Passage to read:
It is very telling that the three districts with the lowest state contribution,
Austin (4.2% state), Del Valle (6.9% state) and Manor (6.9% state) are the
same districts that have the highest percentage of low income students.

State Policy - Chapter 41:
State policy governing school finance is intended to provide equity across
all districts statewide, ensuring that all students have equal access to education
resources. Under a system based upon property taxes, like Texas’ system,
the potential exists for huge disparities among districts. For a century,
the state of Texas has grappled with the challenge of bringing equity to public
schools. Initially, the equity debate was centered on disparities between
urban and rural school districts. In 1971, the Rodriguez v. San Antonio ISD
court case shifted the debate to disparities between rich and poor school
districts. More than a decade later, the debate was renewed when Edgewood
ISD v. Kirby was filed. This suit contested the state’s reliance on
property taxes to finance public education, contending that this method was
intrinsically unequal because property values varied greatly from district
to district. In April 1987, the state district judge ruled for Edgewood; in
December 1988, the Third Court of Appeals reversed the decision; then finally
in July 1989, the Texas Supreme Court ruled for the plaintiffs and ordered
the state legislature to implement an equitable system by the 1990-1991 school
year.
A lengthy legislative process has paralleled this legal history. A series
of legislative efforts to reform school finance have become law, beginning
with House Bill 72 in 1984. When HB 72 was ruled unconstitutional, Senate
Bill 1019 in 1989, Senate Bill 1 in 1990 and Senate Bill 351 in 1991 followed
it. Each was, in turn, found unconstitutional. Finally, in 1993, the legislature
passed Senate Bill 7, which was ultimately accepted as constitutional by the
Texas Supreme Court. Under this legislation, each school district would help
to equalize funding through one of five methods: 1) merging its tax base with
a poorer district, 2) sending money to the state to help pay for students
in poorer districts, 3) contracting to educate students in other districts,
4) consolidating voluntarily with other districts, or 5) transferring some
of its commercial, taxable property to another district’s tax rolls.
If a district failed to take one of these options the state would order the
transfer of taxable property. If property wealth continued to exceed the state
defined threshold ($300,000 per Weighted Average Daily Attendance in school
year 2001-20021), the state would force a consolidation.
It was this legislation that was translated into Chapter 41 of the Texas Education
Code, and brought “recapture” into the language of school funding.
Following this approach, the state of Texas has made great strides toward
equity in school funding for all districts and all schools. However, the examples
of Austin, and Manor ISDs also point to an unexpected consequence of this
approach: it is possible for a district to be “property wealthy”
yet still have significant poverty among its enrollment, with educational
needs frequently outstripping available resources. By the 2001-2002 school
year, 28 of 101 Chapter 41 districts in the state had enrollments that were
more than 50% low income. Austin ISD was, however, the only major urban district
on the list.
Local Impact – Chapter 41:
As more area districts become subject to “recapture” under Chapter
41, the implications become increasingly problematic for our community. Attempting
to balance rapid growth, rising expectations and increasing diversity within
fixed resources is proving to be a difficult proposition. In the 2001-2002
school year, five area districts were subject to recapture under Chapter 41
(see Table 1).

To do:
1: From the passage on Texas school finance, copy word for word the part starting with "If a district" and going on through "force a consolidation.".
2: Write a continuation of the Texas school finance passage, picking up right after its final sentence.

Stored data:
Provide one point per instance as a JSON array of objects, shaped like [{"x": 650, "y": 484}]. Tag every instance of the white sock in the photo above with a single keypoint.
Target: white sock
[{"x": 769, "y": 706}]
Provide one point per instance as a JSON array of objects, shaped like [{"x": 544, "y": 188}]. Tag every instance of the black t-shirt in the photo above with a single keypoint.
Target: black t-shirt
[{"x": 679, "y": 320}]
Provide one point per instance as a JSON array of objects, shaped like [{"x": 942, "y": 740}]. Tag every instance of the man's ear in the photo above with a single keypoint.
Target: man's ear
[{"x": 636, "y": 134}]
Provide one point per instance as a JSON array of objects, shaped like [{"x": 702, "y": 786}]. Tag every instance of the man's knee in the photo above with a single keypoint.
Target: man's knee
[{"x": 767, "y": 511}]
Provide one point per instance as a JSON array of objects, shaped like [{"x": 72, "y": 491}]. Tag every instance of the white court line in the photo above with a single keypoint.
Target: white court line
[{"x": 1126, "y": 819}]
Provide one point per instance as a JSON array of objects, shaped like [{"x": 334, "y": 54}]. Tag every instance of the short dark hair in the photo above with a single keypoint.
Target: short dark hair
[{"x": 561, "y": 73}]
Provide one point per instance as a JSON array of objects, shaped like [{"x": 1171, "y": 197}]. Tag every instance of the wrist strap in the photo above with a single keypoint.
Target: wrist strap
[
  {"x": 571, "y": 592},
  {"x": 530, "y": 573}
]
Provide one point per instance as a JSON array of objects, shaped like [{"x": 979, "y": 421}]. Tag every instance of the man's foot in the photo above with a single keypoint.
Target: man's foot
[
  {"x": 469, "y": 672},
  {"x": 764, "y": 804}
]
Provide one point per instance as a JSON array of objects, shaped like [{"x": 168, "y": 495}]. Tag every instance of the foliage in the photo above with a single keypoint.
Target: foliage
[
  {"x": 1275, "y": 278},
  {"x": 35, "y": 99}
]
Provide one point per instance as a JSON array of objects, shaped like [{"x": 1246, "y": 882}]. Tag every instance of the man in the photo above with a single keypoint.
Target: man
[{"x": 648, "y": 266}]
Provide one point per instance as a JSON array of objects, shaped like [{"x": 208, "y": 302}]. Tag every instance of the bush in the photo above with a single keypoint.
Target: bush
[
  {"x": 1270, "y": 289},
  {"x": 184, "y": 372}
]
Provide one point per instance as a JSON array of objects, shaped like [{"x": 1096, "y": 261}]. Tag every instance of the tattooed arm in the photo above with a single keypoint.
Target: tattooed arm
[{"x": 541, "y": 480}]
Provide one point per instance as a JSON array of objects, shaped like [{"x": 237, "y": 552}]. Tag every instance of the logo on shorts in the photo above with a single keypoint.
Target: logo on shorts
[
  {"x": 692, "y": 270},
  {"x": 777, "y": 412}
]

Answers:
1:
If a district failed to take one of these options the state would order the
transfer of taxable property. If property wealth continued to exceed the state
defined threshold ($300,000 per Weighted Average Daily Attendance in school
year 2001-20021), the state would force a consolidation.

2:
Some examples of what this has meant for the individual districts follow.
Eanes ISD was designated a Chapter 41 district in 1994.
Since that time, Eanes has remitted approximately $182 million to partner
districts. In 2002, Eanes ISD will pay over $41 million ($5,687 per student),
a figure that is expected to rise to over $50 million in 2003 ($7,070 per
student). The district has steadily raised its maintenance and operations
tax rate each year to compensate for resources lost under Chapter 41. However,
in 2001, Eanes reached the state-mandated maximum of $1.50 per $100 in property
value. Now that no increase in local revenue is possible, recapture will result
in a budget shortfall of approximately $5.7 million in fiscal year 03. This
is the equivalent of 142 full time employees in a district of approximately
1000 employees.
Austin ISD is the largest Chapter 41 district in the state.
AISD has been subject to recapture under Chapter 41 since 2000. Since that
year, the district’s payments have grown rapidly: from $32 million in
2000, to a projected $179 million in 2003-2004. As in Eanes ISD, this growing
cost has driven the district to raise its tax rate to the maximum (pending
approval by the board of trustees). Payments to the state (by way of partner
districts) have limited the district’s ability to raise teacher salaries
to keep pace with the cost of living, reduce class sizes, and provide enrichment
and support services to students in need.
Lake Travis ISD has been subject to recapture under Chapter
41 since the 1999-2000 school year. As with Austin ISD, their recapture payments
have grown many times over in just a few years: from $4.5 million in 1999-2000,
to a projected $26 million in 2003-2004. For a district whose total operating
budget is $28.2 million, recapture payments are a significant portion of resources
available in the district.
As a result of Chapter 41, the district has been forced to reduce staff by
5%, resulting in increased class sizes, reductions in instructional programs,
support programs and administration.
Manor ISD is in its second year as a Chapter 41 district.
Over the past two years Manor ISD has made a number of adjustments to the
budget to compensate for state recapture. These cuts have impacted every aspect
of the district: central administration, instruction, technology, transportation
and support services. At all campuses and all levels, these cuts have resulted
in increased student-teacher ratios.
In the 2002-2003 school year, even more local districts
will become subject to recapture under Chapter 41. For example:
Round Rock ISD is expected to send nearly $10 million out
of the district in 2002-03. This will result in an increase in staffing ratios
and larger classes at the secondary levels. At the elementary level, classes
will be closely staffed at the 22:1 ratio according to current enrollment
rather than staffed for projected growth. Ratios have increased for campus
administrators as well and more than $500,000 in staffing reductions and reassignments
were made at the Central Office. Department budgets were cut by 10 percent
and employee calendars above 187 days were reduced by one day. The number
of teacher and technology facilitator positions has been cut.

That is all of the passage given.